§ **Short exercise**
Render the lines below as a numbered list, omitting blank lines and leaving out the pictures.

§ **Dataset records**
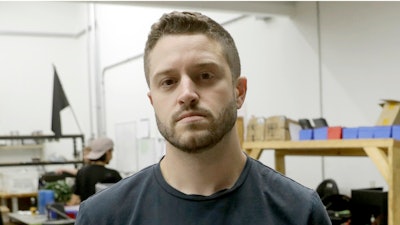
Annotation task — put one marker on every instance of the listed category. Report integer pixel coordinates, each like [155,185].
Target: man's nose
[188,92]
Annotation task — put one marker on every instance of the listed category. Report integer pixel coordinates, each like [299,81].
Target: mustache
[189,111]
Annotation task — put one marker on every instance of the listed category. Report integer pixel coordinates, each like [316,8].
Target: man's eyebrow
[163,72]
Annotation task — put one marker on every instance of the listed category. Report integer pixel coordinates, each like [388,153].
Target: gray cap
[99,147]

§ **Response to this exercise**
1. Annotation task — put one marker on every instance of the listed category. Report integer pixel coordinates, each like [155,185].
2. Target: man's nose
3. [188,92]
4. Annotation task — put one marker on every instance of the listed category. Report integer pixel coordinates, each like [299,81].
5. Target: mustache
6. [189,111]
7. Annotation task — put one marker on every instance of the listed category. Report integer pixel coordinates, each like [316,8].
8. Target: man's eyebrow
9. [163,72]
10. Annotation task — put one marker on every instance of the listed category. Report integer pixel coordinates, each like [388,153].
11. Target: gray cap
12. [99,147]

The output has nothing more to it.